Material supplied>

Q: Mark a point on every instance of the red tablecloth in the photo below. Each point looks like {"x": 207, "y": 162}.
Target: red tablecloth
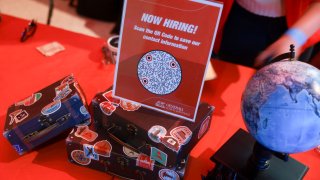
{"x": 24, "y": 70}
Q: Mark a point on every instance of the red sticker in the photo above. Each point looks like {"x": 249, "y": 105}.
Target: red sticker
{"x": 29, "y": 100}
{"x": 18, "y": 116}
{"x": 103, "y": 148}
{"x": 129, "y": 106}
{"x": 108, "y": 96}
{"x": 204, "y": 127}
{"x": 170, "y": 142}
{"x": 145, "y": 161}
{"x": 79, "y": 157}
{"x": 68, "y": 80}
{"x": 107, "y": 108}
{"x": 85, "y": 133}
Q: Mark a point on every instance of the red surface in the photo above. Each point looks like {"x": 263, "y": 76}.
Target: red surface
{"x": 24, "y": 70}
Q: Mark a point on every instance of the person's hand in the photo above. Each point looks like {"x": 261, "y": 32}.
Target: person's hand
{"x": 282, "y": 45}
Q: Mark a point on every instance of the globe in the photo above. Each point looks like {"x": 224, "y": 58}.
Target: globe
{"x": 281, "y": 106}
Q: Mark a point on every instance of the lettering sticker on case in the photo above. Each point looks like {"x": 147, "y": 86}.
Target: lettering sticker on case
{"x": 159, "y": 156}
{"x": 51, "y": 108}
{"x": 156, "y": 132}
{"x": 129, "y": 152}
{"x": 29, "y": 100}
{"x": 204, "y": 126}
{"x": 182, "y": 134}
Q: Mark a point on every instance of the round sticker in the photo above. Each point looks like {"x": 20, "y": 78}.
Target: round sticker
{"x": 129, "y": 106}
{"x": 79, "y": 157}
{"x": 159, "y": 72}
{"x": 83, "y": 110}
{"x": 156, "y": 132}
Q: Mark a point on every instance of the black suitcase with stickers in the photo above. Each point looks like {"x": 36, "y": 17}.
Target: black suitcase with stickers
{"x": 94, "y": 148}
{"x": 166, "y": 139}
{"x": 45, "y": 114}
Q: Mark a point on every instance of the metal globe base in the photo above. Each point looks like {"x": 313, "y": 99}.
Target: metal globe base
{"x": 242, "y": 158}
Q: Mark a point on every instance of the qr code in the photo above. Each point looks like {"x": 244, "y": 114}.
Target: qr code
{"x": 159, "y": 72}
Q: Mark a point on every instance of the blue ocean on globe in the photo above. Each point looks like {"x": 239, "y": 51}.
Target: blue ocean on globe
{"x": 281, "y": 106}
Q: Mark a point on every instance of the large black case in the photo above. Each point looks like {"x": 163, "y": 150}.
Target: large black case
{"x": 45, "y": 114}
{"x": 94, "y": 148}
{"x": 166, "y": 139}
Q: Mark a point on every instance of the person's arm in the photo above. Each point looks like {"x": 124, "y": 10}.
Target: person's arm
{"x": 298, "y": 34}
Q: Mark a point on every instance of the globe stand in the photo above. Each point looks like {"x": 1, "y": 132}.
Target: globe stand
{"x": 242, "y": 158}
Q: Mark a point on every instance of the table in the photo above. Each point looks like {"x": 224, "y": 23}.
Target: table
{"x": 24, "y": 70}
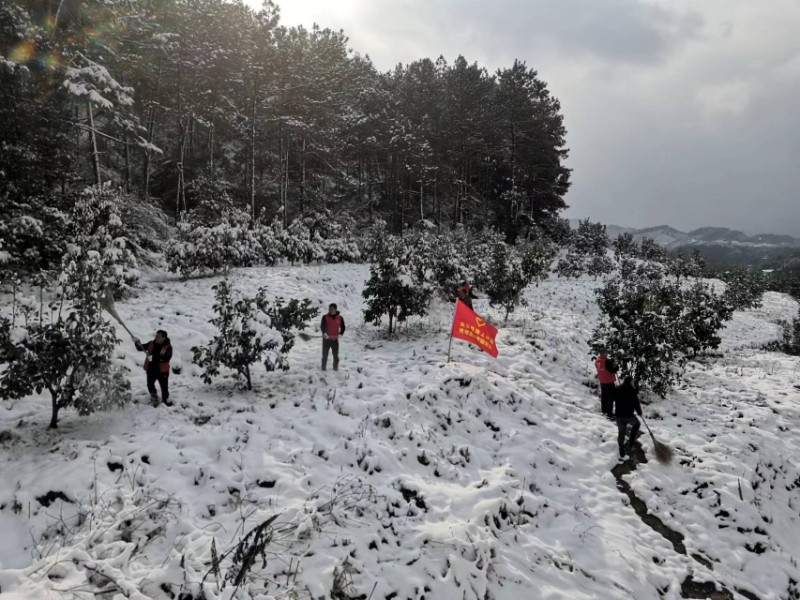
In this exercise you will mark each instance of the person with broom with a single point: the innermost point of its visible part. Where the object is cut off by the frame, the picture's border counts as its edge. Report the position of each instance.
(626, 403)
(332, 326)
(156, 365)
(606, 374)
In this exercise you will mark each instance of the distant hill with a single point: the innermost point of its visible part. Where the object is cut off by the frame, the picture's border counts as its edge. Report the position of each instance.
(720, 245)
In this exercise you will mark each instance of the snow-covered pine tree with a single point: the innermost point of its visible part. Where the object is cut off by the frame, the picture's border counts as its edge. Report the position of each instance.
(791, 336)
(684, 267)
(95, 233)
(587, 253)
(625, 246)
(652, 251)
(69, 356)
(251, 330)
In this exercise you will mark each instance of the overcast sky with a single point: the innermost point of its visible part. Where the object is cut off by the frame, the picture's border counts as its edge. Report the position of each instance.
(679, 112)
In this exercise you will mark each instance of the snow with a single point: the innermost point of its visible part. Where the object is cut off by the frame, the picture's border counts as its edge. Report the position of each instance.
(479, 478)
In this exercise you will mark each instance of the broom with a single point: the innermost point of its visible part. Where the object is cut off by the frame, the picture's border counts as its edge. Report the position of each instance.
(663, 452)
(107, 302)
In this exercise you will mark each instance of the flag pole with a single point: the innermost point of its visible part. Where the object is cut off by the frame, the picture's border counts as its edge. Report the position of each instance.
(450, 345)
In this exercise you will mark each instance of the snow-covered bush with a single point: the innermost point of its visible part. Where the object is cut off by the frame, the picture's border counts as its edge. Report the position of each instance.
(96, 235)
(300, 244)
(791, 337)
(392, 290)
(681, 266)
(32, 235)
(510, 272)
(624, 246)
(745, 288)
(67, 356)
(653, 327)
(218, 248)
(211, 204)
(587, 252)
(650, 250)
(338, 250)
(251, 330)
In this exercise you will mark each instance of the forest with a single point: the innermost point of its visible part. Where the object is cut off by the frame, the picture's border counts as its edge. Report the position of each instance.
(170, 101)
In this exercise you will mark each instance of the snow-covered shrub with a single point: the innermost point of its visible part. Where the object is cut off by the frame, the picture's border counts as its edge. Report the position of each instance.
(211, 204)
(587, 252)
(650, 250)
(684, 267)
(32, 235)
(653, 327)
(624, 246)
(68, 356)
(392, 289)
(745, 288)
(510, 272)
(218, 248)
(96, 235)
(791, 336)
(339, 250)
(557, 230)
(300, 244)
(372, 244)
(251, 330)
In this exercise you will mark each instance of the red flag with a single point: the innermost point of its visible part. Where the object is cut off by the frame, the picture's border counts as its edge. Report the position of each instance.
(470, 327)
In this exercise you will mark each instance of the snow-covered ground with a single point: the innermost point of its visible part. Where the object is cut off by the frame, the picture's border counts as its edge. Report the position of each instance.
(403, 477)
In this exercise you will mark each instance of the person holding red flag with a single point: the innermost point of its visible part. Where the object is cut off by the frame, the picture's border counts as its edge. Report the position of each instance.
(472, 328)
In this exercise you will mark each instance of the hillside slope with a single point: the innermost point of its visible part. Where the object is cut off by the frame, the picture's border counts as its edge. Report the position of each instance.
(402, 476)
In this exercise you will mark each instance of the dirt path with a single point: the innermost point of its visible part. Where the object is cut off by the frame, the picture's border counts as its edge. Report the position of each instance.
(689, 588)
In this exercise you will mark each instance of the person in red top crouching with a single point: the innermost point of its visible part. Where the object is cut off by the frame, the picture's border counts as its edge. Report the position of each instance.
(332, 328)
(606, 374)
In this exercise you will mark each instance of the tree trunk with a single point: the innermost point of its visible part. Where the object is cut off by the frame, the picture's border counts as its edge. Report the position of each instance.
(127, 165)
(93, 136)
(421, 202)
(180, 193)
(303, 176)
(54, 416)
(151, 126)
(253, 156)
(211, 149)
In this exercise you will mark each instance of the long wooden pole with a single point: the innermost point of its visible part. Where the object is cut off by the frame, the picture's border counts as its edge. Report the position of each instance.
(450, 345)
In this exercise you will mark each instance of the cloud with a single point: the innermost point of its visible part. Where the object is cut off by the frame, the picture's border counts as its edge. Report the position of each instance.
(677, 111)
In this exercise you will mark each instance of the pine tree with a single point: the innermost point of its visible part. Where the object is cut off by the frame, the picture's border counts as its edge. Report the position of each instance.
(392, 289)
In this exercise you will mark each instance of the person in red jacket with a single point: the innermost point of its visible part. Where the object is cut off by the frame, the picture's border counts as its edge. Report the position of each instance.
(332, 327)
(606, 374)
(156, 365)
(464, 293)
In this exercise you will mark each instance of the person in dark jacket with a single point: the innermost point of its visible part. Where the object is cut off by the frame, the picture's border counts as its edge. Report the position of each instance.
(464, 293)
(627, 403)
(606, 374)
(156, 365)
(332, 327)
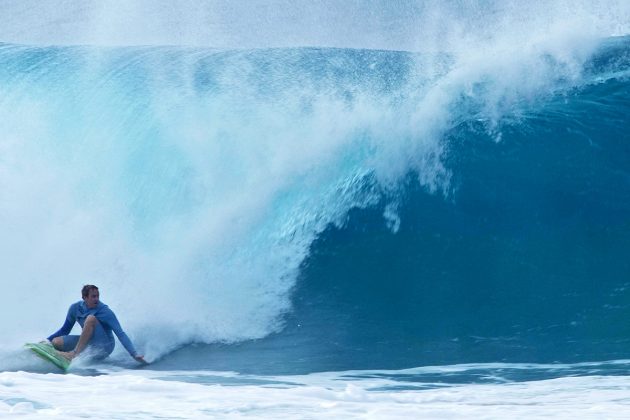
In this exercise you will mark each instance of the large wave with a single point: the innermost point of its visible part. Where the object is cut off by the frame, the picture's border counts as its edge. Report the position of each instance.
(190, 182)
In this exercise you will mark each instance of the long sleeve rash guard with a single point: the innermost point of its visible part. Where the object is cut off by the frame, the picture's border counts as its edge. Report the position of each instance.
(78, 312)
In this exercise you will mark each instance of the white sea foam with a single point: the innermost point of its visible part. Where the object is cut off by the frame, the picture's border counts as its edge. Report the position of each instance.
(147, 394)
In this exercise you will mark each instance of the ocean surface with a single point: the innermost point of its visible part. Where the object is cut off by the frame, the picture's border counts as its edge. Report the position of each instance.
(424, 214)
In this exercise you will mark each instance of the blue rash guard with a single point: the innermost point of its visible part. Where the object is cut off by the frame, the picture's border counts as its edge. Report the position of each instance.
(102, 340)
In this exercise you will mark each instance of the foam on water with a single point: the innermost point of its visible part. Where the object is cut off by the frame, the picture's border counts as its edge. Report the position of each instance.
(335, 395)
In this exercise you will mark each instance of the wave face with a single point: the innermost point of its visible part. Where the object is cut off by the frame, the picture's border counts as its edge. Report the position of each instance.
(356, 207)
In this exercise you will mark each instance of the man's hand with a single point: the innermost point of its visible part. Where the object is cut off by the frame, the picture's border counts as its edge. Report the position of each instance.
(141, 360)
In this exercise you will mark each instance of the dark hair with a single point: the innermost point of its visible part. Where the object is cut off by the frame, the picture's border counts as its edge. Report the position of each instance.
(86, 290)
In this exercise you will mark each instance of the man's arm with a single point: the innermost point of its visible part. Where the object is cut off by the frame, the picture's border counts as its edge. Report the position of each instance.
(67, 325)
(109, 318)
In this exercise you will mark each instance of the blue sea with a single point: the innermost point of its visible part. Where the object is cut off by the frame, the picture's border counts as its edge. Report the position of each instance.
(319, 209)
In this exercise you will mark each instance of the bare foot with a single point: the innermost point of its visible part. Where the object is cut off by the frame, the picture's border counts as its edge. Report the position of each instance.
(68, 355)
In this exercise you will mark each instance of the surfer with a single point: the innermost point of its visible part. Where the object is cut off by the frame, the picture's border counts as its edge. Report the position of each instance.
(98, 323)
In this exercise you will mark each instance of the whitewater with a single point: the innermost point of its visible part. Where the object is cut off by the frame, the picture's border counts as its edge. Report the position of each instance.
(319, 209)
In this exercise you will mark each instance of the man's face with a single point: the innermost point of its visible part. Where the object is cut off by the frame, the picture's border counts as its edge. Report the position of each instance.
(91, 300)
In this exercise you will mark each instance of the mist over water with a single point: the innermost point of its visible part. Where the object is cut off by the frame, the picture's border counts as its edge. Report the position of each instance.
(188, 165)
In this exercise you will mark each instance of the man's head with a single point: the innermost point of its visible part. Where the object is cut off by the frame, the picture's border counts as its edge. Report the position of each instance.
(90, 295)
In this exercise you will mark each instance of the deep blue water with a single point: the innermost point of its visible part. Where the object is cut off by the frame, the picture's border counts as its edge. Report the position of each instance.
(526, 258)
(523, 255)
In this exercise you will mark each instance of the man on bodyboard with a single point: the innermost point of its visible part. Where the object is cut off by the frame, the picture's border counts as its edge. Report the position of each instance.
(99, 325)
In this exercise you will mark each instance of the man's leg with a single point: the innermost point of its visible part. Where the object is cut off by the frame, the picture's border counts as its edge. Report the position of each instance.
(84, 338)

Stated problem> Restate word for word the lines from the one holding "In this exercise you will mark each instance of the whitewater" to the end of the listing, both ends included, and nothing more.

Result below>
In this exercise you will mark each instance of the whitewater with a single point: the innermost point of its visible part. Where the object is cut off by the frame, the picture's border counts as its edge. Report the position of each instance.
(319, 209)
In this exercise you will mark each instance of the man's face with a single point: the innermost point of its visible part. Where the object is cut off by the frame, the picture's border counts as its edge. Report the position of each instance.
(91, 300)
In this exercise you will mark each instance of the mist over water with a single point: the innermost point of its visible part. Where the object is cut off by the frame, the picture's border counts as its edge. Report the position of each instance.
(188, 165)
In this exercise you will mark each instance of the man's head with a single point: the innermost point of its visible part. Where the object is cut off by the frame, the picture's border counts as its edge. Report the position of each instance.
(90, 295)
In this exercise you will mark each instance of the deep blue water with a single point: the innermost point of its visible part. Where the object is cut off by the frame, the picture's border counts as its edge. Report the position of each instance.
(526, 258)
(523, 255)
In this exercise you will mark each instance of the man on bodyboard with a single point: the innermost point of its visible part. Where the object is cut off by the frame, the picture's border counts as its edge. Report the position of each instance.
(99, 325)
In this exercise you will mark each instance of the man's leg with a single point: the innermost point of its visible part. Where the object is cut off by the frame, the picture's border counts as its edge. Report the position of each instance.
(84, 338)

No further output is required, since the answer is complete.